Which of the lines below contain the string "trees"? Pull out each of them and copy it in full.

------------

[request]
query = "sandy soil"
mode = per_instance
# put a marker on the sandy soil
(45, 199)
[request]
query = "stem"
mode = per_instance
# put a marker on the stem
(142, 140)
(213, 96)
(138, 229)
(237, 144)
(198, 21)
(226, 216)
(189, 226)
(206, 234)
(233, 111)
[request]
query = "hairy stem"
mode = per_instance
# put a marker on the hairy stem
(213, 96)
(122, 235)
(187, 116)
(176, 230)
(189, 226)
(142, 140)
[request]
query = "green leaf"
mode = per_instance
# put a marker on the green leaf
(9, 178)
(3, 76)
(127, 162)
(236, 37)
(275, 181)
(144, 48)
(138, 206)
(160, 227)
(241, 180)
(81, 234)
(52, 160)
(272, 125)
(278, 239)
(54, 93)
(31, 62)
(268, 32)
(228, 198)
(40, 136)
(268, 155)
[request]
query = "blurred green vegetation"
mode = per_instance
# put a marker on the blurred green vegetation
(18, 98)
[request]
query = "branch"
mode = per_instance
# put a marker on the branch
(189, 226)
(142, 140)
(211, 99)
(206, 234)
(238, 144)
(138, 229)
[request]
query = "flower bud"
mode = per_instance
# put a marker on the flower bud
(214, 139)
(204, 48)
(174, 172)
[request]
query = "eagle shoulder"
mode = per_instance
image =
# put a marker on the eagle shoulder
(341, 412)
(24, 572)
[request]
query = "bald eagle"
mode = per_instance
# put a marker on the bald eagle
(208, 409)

------------

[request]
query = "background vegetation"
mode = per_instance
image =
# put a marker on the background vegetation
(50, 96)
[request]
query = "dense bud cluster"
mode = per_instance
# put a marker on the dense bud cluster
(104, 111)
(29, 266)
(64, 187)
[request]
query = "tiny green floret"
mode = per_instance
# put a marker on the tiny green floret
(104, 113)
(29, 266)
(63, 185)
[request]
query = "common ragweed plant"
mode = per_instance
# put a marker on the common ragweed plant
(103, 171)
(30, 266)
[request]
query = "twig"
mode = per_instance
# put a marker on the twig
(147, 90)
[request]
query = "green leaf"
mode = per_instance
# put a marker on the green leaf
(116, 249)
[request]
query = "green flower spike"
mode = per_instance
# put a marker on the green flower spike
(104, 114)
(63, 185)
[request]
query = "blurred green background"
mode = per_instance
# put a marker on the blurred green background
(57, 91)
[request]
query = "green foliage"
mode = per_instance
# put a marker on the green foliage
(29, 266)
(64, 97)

------------

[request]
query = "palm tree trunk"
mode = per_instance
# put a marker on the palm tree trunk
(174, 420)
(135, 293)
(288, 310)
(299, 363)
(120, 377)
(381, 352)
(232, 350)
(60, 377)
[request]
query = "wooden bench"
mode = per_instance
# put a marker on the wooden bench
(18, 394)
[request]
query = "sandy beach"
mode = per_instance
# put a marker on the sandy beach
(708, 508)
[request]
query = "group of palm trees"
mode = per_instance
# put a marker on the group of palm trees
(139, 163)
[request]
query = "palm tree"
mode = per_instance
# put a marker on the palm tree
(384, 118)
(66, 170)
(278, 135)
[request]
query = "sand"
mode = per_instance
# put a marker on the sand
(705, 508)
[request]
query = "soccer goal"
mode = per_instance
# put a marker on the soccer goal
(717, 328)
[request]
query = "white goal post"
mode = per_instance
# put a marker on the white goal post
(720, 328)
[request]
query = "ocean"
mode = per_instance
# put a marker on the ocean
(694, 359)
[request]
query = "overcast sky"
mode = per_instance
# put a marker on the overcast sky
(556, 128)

------------

• **EXERCISE RESULT**
query = "group of palm trees"
# put a marker on the group of palm trees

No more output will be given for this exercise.